**Work item**. Would you please copy exactly the line with "I would be grateful if you could spot the pale" and all lines that follow it in the data below, through the last one?

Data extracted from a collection
┌──

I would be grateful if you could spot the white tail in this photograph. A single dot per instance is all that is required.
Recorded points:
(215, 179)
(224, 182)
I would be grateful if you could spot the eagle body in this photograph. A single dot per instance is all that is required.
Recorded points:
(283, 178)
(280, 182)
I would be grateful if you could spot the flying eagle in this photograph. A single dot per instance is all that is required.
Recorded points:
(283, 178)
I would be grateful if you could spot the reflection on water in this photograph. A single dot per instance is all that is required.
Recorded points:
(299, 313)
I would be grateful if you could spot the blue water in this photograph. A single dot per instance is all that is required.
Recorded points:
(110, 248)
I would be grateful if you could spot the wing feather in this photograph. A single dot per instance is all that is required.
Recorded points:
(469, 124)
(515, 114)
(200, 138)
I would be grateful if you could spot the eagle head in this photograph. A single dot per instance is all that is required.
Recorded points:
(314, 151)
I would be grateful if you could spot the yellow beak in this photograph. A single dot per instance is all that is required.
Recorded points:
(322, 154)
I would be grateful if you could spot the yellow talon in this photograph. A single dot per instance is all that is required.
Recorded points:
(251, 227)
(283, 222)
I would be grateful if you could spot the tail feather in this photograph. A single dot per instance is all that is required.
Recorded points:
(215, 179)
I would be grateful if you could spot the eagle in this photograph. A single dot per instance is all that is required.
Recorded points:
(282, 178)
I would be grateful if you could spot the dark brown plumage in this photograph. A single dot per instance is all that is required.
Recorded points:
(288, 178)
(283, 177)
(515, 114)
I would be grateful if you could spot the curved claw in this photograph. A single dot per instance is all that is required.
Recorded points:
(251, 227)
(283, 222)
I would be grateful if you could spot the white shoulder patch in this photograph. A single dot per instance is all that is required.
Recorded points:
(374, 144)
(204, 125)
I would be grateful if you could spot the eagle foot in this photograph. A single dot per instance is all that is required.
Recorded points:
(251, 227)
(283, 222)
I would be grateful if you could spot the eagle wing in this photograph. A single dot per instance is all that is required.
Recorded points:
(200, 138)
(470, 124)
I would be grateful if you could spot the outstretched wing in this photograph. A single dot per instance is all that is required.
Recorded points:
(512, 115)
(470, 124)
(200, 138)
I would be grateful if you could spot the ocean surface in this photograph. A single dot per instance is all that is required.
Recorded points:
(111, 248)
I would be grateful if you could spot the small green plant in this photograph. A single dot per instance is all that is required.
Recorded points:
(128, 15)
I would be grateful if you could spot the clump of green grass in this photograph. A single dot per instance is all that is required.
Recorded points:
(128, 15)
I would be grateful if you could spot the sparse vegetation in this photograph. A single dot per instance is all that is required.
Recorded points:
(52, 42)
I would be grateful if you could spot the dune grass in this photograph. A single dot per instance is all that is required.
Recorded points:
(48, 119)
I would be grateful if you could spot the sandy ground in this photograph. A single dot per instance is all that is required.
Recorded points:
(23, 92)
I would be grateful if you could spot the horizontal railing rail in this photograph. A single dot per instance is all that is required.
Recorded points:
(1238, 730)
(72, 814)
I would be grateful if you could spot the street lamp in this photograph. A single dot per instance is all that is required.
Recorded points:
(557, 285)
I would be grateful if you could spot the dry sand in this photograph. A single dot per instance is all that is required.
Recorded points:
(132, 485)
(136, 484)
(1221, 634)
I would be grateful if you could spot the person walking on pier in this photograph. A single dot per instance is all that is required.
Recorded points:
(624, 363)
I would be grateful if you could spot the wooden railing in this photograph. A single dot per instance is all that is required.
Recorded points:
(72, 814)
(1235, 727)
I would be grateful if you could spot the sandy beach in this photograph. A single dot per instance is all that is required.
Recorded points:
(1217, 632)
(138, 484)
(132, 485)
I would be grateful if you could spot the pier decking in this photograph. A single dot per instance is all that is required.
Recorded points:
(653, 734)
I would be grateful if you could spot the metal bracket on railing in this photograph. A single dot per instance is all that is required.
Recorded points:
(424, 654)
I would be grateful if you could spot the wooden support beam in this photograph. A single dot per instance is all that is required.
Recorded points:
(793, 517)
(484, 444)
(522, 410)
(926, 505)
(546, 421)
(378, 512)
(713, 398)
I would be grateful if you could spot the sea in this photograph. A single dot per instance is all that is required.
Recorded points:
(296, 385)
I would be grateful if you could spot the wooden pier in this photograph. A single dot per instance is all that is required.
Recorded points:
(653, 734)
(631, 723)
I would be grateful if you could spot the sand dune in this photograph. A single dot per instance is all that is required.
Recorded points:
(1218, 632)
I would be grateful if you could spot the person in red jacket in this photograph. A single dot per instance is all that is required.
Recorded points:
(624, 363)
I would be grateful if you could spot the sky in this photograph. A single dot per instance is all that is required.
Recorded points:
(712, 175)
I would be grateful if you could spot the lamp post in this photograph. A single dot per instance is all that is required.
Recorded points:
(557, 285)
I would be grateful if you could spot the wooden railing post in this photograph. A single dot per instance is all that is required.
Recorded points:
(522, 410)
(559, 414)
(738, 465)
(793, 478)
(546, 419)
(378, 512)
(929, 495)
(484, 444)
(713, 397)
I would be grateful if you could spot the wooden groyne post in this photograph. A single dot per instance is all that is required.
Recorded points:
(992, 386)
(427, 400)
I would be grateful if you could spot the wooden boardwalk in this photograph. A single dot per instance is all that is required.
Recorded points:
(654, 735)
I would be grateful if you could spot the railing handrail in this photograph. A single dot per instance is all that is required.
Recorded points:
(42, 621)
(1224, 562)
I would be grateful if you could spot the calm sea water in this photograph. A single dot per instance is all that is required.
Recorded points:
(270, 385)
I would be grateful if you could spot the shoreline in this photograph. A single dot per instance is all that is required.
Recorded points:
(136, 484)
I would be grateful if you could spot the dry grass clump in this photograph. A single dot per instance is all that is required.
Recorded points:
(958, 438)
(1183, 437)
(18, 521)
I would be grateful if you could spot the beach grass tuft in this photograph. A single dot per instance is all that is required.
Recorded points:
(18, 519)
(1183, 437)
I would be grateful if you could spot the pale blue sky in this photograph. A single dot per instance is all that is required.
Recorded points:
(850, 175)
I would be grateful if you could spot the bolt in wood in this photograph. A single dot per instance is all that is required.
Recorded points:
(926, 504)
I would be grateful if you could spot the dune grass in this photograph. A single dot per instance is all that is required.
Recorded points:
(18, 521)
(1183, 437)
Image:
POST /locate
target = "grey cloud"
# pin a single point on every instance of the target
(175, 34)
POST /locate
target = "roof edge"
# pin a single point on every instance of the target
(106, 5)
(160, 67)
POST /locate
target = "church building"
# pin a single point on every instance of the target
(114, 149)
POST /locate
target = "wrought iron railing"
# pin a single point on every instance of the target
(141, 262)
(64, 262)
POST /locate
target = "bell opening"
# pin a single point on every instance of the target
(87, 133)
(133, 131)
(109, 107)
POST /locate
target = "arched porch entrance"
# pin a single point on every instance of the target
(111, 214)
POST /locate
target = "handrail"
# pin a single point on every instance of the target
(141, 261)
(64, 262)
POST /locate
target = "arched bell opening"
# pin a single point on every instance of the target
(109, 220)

└──

**Result of the task**.
I would be grateful if you could spot the pale blue sky in this photograph. A single dot per instance is all that is required.
Recorded points:
(850, 175)
I would be grateful if you could spot the bolt in wood in this photograph. A single dot per instance is all that is required.
Recorded points:
(926, 504)
I would be grateful if you could spot the dune grass in this photograph. A single dot per instance is all that is required.
Recorded points:
(18, 521)
(1183, 437)
Image:
POST /locate
target = "grey cloud"
# pin a single point on every instance of the target
(175, 34)
POST /locate
target = "roof edge"
# pin a single point on every instance of the target
(106, 5)
(160, 67)
POST /locate
target = "church building"
# pin a single point on every instance of the target
(114, 149)
POST /locate
target = "wrought iron railing"
# pin a single point on every instance of the target
(141, 262)
(64, 262)
POST /locate
target = "bell opening"
# pin a single point on every instance of the target
(87, 133)
(133, 131)
(109, 107)
POST /locate
target = "arched porch entrance"
# pin a single point on every instance of the target
(111, 214)
POST /locate
target = "handrail"
# pin a single point on every instance of the target
(141, 261)
(64, 262)
POST /locate
target = "arched bell opening"
# pin a single point on every instance of the target
(109, 220)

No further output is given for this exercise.